(Dataset items)
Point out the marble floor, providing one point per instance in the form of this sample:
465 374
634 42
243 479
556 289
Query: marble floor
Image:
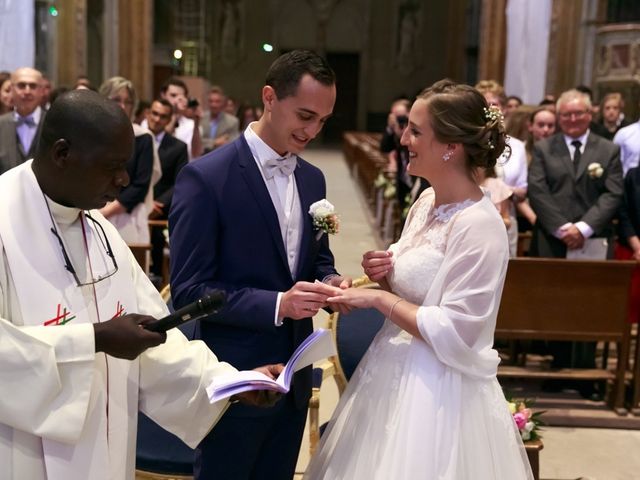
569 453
--
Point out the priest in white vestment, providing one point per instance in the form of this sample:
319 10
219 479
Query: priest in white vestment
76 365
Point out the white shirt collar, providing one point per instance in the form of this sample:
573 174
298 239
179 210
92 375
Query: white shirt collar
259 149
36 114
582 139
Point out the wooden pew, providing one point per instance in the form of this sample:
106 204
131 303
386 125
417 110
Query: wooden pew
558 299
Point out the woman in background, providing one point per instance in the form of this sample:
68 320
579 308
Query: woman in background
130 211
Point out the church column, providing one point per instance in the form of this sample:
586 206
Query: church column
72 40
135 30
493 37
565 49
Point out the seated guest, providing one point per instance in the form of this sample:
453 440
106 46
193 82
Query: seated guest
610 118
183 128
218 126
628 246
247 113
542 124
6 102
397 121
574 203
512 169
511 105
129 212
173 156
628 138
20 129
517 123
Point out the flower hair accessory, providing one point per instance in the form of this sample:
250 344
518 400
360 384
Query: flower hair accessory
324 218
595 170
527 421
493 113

■ Instructions to follow ■
Your answer should consist of all lines above that include the string "marble".

■ Answer to the problem ■
Point out the marble floor, providing one point per instance in the form of this sample:
Query: marble floor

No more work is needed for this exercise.